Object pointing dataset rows
· · · · · · ·

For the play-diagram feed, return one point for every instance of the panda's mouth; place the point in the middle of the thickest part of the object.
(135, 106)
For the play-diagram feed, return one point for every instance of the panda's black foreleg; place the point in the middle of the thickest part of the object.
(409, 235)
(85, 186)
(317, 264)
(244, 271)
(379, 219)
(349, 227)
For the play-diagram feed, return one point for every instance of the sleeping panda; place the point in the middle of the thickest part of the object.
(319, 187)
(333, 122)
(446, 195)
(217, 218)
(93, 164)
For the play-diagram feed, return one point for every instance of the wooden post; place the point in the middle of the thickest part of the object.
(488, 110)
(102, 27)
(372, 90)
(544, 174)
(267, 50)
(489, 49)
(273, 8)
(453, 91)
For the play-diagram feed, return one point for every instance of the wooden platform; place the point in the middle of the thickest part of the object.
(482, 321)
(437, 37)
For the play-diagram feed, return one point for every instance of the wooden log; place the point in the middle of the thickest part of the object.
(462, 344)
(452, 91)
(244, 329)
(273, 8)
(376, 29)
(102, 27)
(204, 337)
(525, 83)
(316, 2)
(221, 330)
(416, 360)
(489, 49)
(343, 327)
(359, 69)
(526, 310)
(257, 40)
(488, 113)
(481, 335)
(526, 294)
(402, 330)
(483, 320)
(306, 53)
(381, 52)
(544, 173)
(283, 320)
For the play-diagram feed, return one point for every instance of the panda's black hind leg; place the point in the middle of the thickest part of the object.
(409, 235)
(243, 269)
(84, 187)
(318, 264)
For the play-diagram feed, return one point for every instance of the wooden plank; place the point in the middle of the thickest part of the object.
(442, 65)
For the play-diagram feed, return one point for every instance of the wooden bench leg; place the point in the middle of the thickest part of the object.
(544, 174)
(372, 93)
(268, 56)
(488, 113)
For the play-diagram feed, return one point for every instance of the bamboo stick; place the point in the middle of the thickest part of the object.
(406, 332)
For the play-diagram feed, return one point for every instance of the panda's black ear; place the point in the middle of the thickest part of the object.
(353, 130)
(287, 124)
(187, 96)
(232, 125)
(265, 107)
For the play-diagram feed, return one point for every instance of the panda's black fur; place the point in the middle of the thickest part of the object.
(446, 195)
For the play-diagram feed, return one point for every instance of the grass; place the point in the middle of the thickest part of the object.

· · · · · · ·

Begin with the line containing "the wooden platform;" and repeat each line exactly until the records above end.

Finished task
For the play-diagram feed, return one point for every instance of the wooden platform; place the point in the middle of the thickest part of the object.
(482, 321)
(437, 37)
For the play-diagram feed, return one point for every instance of the wooden log; place the point in the middle of the thickest part of the object.
(462, 344)
(452, 91)
(244, 329)
(273, 8)
(376, 29)
(102, 27)
(204, 337)
(525, 83)
(316, 2)
(221, 330)
(416, 360)
(489, 49)
(343, 327)
(359, 69)
(526, 310)
(257, 40)
(488, 113)
(481, 335)
(526, 294)
(402, 330)
(483, 320)
(306, 53)
(381, 52)
(544, 173)
(283, 320)
For the play-diagram feed, return one point for every instance of the panda's black hind leg; place the point in the middle of the thickest part of the object.
(409, 235)
(243, 269)
(84, 187)
(318, 264)
For the play-diagram feed, return one point for every instance of the wooden plank; place the point in the middle of the thickest part of the object.
(442, 65)
For the play-diagram feed, return one point for every instance of the wooden bench leg; place the point in the middle of the thickest part of the object.
(544, 174)
(372, 93)
(268, 56)
(488, 113)
For the play-diagram feed, return one point for every instance of the bamboo stick; place the point in the middle of the thickest part of the object.
(406, 332)
For the play-diagram feed, return one point for every instance of the panda's black ear; place the point in the middle of the thickest part of the object.
(353, 130)
(287, 124)
(187, 96)
(232, 125)
(265, 107)
For the play-diagram feed, return one point for every instance of the panda's black fur; place the point in the middle of the thickest part of the object.
(446, 195)
For the play-diagram feed, return one point for every instance of the grass; place the point in the middle of the thickest part of the object.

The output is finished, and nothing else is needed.